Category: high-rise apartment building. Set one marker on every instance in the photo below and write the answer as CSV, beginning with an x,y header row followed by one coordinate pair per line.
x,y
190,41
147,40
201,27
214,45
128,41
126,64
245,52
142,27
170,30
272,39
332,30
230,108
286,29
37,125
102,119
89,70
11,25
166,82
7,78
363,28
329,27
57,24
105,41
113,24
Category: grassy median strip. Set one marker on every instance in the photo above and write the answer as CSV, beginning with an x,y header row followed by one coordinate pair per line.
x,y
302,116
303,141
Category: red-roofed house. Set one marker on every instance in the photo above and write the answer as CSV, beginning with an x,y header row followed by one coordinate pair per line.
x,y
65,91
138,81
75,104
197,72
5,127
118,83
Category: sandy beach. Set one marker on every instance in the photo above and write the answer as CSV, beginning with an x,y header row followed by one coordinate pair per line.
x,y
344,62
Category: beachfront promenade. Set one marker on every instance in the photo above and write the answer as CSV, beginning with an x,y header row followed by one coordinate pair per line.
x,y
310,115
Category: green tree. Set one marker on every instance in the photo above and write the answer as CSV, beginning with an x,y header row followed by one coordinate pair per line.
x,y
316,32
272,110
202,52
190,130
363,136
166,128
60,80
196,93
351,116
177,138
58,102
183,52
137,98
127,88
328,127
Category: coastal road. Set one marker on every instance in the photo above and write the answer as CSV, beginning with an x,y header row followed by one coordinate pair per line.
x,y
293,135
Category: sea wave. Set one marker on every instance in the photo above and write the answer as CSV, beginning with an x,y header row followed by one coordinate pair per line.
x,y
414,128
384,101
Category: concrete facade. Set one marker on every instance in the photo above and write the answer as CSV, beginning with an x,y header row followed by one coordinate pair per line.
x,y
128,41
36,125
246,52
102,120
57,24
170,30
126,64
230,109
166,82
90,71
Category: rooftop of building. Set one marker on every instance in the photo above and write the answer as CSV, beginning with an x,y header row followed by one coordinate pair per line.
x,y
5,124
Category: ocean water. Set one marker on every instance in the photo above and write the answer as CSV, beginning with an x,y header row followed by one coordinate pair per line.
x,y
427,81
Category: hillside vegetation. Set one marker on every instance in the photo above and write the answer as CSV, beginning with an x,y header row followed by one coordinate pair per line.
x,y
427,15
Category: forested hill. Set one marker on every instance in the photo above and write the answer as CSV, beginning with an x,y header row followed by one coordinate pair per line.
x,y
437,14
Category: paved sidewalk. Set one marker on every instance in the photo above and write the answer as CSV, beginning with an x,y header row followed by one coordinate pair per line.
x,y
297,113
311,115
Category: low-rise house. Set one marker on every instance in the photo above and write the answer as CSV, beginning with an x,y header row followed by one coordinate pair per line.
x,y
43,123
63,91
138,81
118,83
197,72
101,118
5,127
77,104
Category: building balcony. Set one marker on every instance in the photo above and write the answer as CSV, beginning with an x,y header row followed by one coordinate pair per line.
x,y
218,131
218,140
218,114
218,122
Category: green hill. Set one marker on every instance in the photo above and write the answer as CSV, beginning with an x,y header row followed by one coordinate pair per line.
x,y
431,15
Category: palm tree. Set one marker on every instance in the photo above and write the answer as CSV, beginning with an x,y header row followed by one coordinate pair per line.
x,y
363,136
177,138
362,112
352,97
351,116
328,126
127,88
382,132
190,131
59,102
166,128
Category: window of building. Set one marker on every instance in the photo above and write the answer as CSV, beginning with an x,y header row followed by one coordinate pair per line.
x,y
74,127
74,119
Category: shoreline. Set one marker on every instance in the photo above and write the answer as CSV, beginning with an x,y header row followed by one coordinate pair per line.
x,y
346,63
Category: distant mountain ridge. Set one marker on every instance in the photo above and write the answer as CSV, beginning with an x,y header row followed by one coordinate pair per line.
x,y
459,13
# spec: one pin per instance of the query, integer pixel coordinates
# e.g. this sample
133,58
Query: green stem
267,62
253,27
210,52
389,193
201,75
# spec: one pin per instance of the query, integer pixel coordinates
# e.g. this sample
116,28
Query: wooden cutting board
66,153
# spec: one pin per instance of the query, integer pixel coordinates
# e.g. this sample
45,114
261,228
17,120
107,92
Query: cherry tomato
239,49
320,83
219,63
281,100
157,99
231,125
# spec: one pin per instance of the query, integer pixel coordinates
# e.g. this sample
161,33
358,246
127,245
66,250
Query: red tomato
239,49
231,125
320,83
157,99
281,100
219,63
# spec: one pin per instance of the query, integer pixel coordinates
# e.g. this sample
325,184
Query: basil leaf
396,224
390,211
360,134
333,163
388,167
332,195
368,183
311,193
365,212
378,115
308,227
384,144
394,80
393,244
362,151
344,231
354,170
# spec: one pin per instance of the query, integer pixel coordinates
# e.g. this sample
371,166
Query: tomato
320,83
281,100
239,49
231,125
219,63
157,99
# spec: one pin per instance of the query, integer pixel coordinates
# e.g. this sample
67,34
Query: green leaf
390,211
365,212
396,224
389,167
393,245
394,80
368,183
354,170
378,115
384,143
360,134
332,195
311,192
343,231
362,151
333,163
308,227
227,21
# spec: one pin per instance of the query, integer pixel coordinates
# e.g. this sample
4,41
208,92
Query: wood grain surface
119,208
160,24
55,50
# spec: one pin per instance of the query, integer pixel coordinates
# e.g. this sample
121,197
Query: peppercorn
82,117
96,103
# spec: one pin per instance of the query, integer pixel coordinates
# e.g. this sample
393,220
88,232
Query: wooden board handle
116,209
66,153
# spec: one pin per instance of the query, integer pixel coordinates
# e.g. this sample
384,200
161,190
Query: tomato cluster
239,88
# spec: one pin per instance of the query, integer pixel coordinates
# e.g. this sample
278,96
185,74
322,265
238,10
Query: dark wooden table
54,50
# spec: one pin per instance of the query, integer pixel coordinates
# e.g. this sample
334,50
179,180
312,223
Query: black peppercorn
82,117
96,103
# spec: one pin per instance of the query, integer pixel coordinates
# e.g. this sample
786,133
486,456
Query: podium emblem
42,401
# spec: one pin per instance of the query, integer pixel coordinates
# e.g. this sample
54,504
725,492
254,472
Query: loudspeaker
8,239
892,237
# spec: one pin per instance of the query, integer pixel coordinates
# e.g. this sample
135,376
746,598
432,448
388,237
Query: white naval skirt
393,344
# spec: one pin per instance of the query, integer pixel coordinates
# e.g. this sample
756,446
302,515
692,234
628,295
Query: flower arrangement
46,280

The task: Give an exact transcription of all the material.

Exercise response:
Category: high-rise apartment building. Set one marker on every instance in the photo below and write the answer as CSV, beginning with an x,y header row followed by one coordinate pair per line.
x,y
190,41
147,40
201,27
214,45
128,41
126,64
245,52
142,27
170,30
272,39
332,30
230,108
286,29
37,125
102,119
89,70
11,25
166,82
7,78
363,28
329,27
57,24
105,41
113,24
Category: grassy median strip. Set one marker on every instance in the photo above and write the answer as CSV, beginning with an x,y header row followed by one coordinate pair per line.
x,y
302,116
303,141
Category: red-roofed house. Set one marker on every instance in the photo above and write the answer as CSV, beginning with an x,y header row followed by one coordinate pair per line.
x,y
65,91
138,81
75,104
197,72
5,127
118,83
Category: sandy beach. Set one marker on every instance in the photo above and write the answer as CSV, beginning with an x,y header row followed by one coordinate pair per line.
x,y
344,62
Category: beachfront promenade. Set one marker on every instance in the photo above and write the answer as CSV, beginning with an x,y header row followed by one coordinate pair per line.
x,y
310,115
Category: green tree. Set one marker on every instance in the photo above and write the answer as CSV, beginning with an x,y header row followed by one coordinate pair per line.
x,y
316,32
272,110
202,52
190,130
363,136
166,128
60,80
196,93
351,116
177,138
58,102
183,52
137,98
127,88
328,127
Category: coastal road. Set one marker on every instance in the photo above and write the answer as CSV, beginning with an x,y header row followed by one coordinate pair per line.
x,y
293,135
Category: sea wave. Set one marker on every instance in the photo above and write the answer as CSV, beginning with an x,y header row followed by one coordinate pair per line.
x,y
414,128
384,101
Category: concrete facade. Set one marker on every instance in the photo above and write the answer as CSV, beginning with an x,y header row followed by one coordinate pair per line.
x,y
128,41
36,125
246,52
102,120
57,24
170,30
126,64
230,109
166,82
90,71
Category: rooftop of building. Set one marker on every instance in the photo above and write the answer as CSV, beginning with an x,y header row followed by one coordinate pair per line.
x,y
5,124
Category: ocean water. Set one marker on every instance in the photo above and write the answer as CSV, beginning with an x,y header row followed by one coordinate pair per line.
x,y
427,81
Category: hillside vegetation. Set one marker on every instance in the photo above and write the answer as CSV, beginning with an x,y header row followed by one coordinate pair per line.
x,y
427,15
Category: forested hill. Set one marker on every instance in the photo above and write the answer as CSV, beginning with an x,y header row followed by one coordinate pair per line.
x,y
437,14
Category: paved sidewalk. Set one marker on every instance in the photo above and write the answer as CSV, beginning with an x,y header row followed by one coordinate pair per line.
x,y
297,113
311,115
Category: low-rise house. Set one marker on every instance in the photo above and write the answer as CSV, beginning with an x,y header row followed by one coordinate pair per line.
x,y
43,123
63,91
138,81
118,83
197,72
101,118
5,127
77,104
Category: building balcony. Set one marker on every instance in the photo above and write the answer as CSV, beginning with an x,y header row followed by one coordinate pair per line.
x,y
218,131
218,140
218,114
218,122
Category: green hill. Set one marker on every instance in the photo above and write the answer as CSV, beginning with an x,y header row followed by one coordinate pair per line.
x,y
431,15
Category: palm tree. Set one marker on every instance in the photo above and write the answer as CSV, beginning with an x,y header row followed by one coordinate pair per line.
x,y
363,136
177,138
362,112
352,97
351,116
328,126
127,88
382,132
190,131
59,102
166,128
Category: window of building. Set one marker on every instance in the photo above and write the answer as CSV, beginning with an x,y header row followed by one coordinate pair per line.
x,y
74,127
74,119
Category: shoreline. Set one marker on every instance in the photo above and write the answer as CSV, beginning with an x,y header row followed by one coordinate pair per line.
x,y
346,63
Category: distant mountain ridge. Set one marker on every instance in the photo above and write the answer as CSV, beginning with an x,y header row followed by one coordinate pair per line.
x,y
459,13
# spec: one pin per instance of the query, integer pixel coordinates
# e.g. this sample
133,58
Query: green stem
267,62
253,27
210,52
389,193
201,75
# spec: one pin per instance of the query, integer pixel coordinates
# e.g. this sample
116,28
Query: wooden cutting board
66,153
# spec: one pin per instance of the query, integer pixel coordinates
# e.g. this sample
45,114
261,228
17,120
107,92
Query: cherry tomato
239,49
320,83
219,63
281,100
157,99
231,125
# spec: one pin per instance of the query, integer pixel coordinates
# e.g. this sample
161,33
358,246
127,245
66,250
Query: red tomato
239,49
231,125
320,83
157,99
281,100
219,63
# spec: one pin per instance of the query, integer pixel coordinates
# e.g. this sample
325,184
Query: basil leaf
396,224
390,211
360,134
333,163
388,167
332,195
368,183
311,193
365,212
378,115
308,227
384,144
394,80
393,244
362,151
344,231
354,170
# spec: one pin per instance of the query, integer pixel coordinates
# e.g. this sample
371,166
Query: tomato
320,83
281,100
239,49
231,125
219,63
157,99
# spec: one pin per instance of the query, integer pixel coordinates
# e.g. this sample
67,34
Query: green leaf
390,211
365,212
396,224
389,167
393,245
394,80
368,183
354,170
378,115
384,143
360,134
332,195
311,192
343,231
362,151
333,163
308,227
227,21
# spec: one pin per instance of the query, integer pixel coordinates
# e.g. this sample
4,41
208,92
Query: wood grain surface
119,208
160,24
55,50
# spec: one pin per instance of the query, integer pixel coordinates
# e.g. this sample
121,197
Query: peppercorn
82,117
96,103
# spec: one pin per instance of the query, integer pixel coordinates
# e.g. this sample
393,220
88,232
Query: wooden board handle
116,209
66,153
# spec: one pin per instance of the query, integer pixel coordinates
# e.g. this sample
384,200
161,190
Query: tomato cluster
239,88
# spec: one pin per instance of the query, integer pixel coordinates
# e.g. this sample
278,96
185,74
322,265
238,10
Query: dark wooden table
54,50
# spec: one pin per instance of the query, integer pixel coordinates
# e.g. this sample
334,50
179,180
312,223
Query: black peppercorn
82,117
96,103
# spec: one pin per instance of the query, integer pixel coordinates
# e.g. this sample
786,133
486,456
Query: podium emblem
42,401
# spec: one pin per instance of the query, integer pixel coordinates
# e.g. this sample
54,504
725,492
254,472
Query: loudspeaker
8,239
892,237
# spec: one pin per instance of the query, integer pixel coordinates
# e.g. this sample
135,376
746,598
432,448
388,237
Query: white naval skirt
393,344
# spec: one pin per instance of the query, integer pixel coordinates
# e.g. this sample
756,446
302,515
692,234
628,295
Query: flower arrangement
46,280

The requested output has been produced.